Extract to read ::
When Narrative Medicine student Lilli Schussler was a second year medical student, a professor asked her about a time when she performed CPR in the past. Specifically, the professor wanted to know whether she had become “tired” in the process. Schussler suddenly found herself at a loss for words. She had not been tired; she was filled with the “numb quality of adrenaline,” because she had been performing CPR at home on her father. The challenge with the professor’s question, Schussler recalls, was that it assumed that Schussler’s experience was in a controlled hospital environment void of emotional factors. She replied to the professor that she was not tired, thinking “perhaps some in the room would be familiar with the way adrenaline can pierce the depths of exhaustion.” The professor simply told her she must have been doing CPR incorrectly.
For Schussler, this classroom experience highlighted a lack of consideration of “what it is like to code someone, and the reality we are likely to provide CPR without our white coats on—outside of a bar, at the scene of a car crash, in the home.” In a recently published article in JAMA Cardiology, Schussler challenges the conventional language of medical school, specifically “coding,” a term used to refer to patients in cardiopulmonary arrest or other types of emergencies. “Instead of reifying an artificial binary between physicians and patients,” Schussler argues, “the code should serve as a reminder that we also belong to the masses.” She points out that most cardiac arrests occur outside the hospital and may be “traumatic” for all parties involved. After a code, there are often short and long-term emotional consequences for both medical professionals and bystanders.

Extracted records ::
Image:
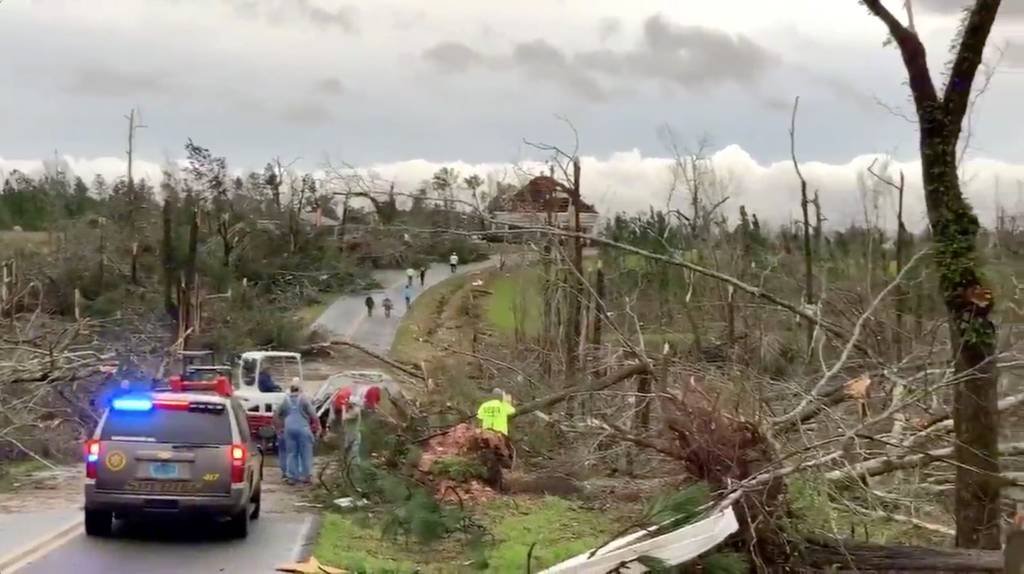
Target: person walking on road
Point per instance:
(298, 418)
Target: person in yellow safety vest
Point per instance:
(494, 414)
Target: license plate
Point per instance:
(164, 470)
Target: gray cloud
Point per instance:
(1014, 54)
(330, 86)
(103, 81)
(453, 56)
(685, 55)
(307, 114)
(338, 17)
(542, 60)
(1009, 7)
(608, 28)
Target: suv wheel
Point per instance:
(239, 523)
(98, 523)
(256, 502)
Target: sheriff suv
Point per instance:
(185, 450)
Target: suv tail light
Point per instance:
(238, 464)
(91, 457)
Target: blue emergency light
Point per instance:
(134, 404)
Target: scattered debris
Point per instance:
(479, 457)
(311, 566)
(349, 502)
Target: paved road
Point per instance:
(346, 317)
(164, 548)
(171, 548)
(279, 536)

Tasks to perform ::
A: For each statement, say whether it agrees with the passage on Lilli Schussler and CPR, and quote the words from that passage that decide it: (i) Schussler was a first-year medical student when the professor asked her about performing CPR. (ii) Schussler's article appeared in JAMA Cardiology. (iii) Schussler points out that most cardiac arrests happen inside the hospital.
B: Resume the passage on Lilli Schussler and CPR, starting after its final sentence about the emotional consequences of a code.
The extracted records are separate material and have no connection to the passage on Lilli Schussler and CPR.

Activity answers ::
A:
(i) No: "was a second year medical student"
(ii) Yes: "In a recently published article in JAMA Cardiology"
(iii) No: "most cardiac arrests occur outside the hospital"

B:
The article is one of her final projects for the Narrative Medicine course Public Writing and Public Health taught by Anjuli Raza Kolb, lecturer and author of Epidemic Empire. In the course, Kolb trains students to “write from qualitative research for a public audience,” as “the need for writers with cultural and narrative fluency in medicine is difficult to overstate.” The syllabus, consisting of various mediums such as books, films, journalistic pieces, and poetry, prepares students to write a “valuable opinion piece” as their final project. Students are also taught how to place and pitch their work, so Schussler put what she’d learned into action, and has now published her incredibly impactful story.
“We are formed in stories whose terms are dictated by language,” Schussler writes in “What We Talk About When We Talk About the Code.” She contends that “the words we use often circumscribe the possibilities we imagine and the actions we take” and suggests medical professionals consider applying this idea to their work. Knowing what she does now in Columbia’s Narrative Medicine M.S. program, she revisits the question her professor asked in medical school, asking the medical community: “Can we craft a more capacious question, one that endeavors to accommodate a broader range of experiences with out-of-hospital cardiac arrest?” Although Schussler admits “there is no blueprint for these conversations,” she posits that “imagination of such questions, and their answers, brings us a step closer to empathy.”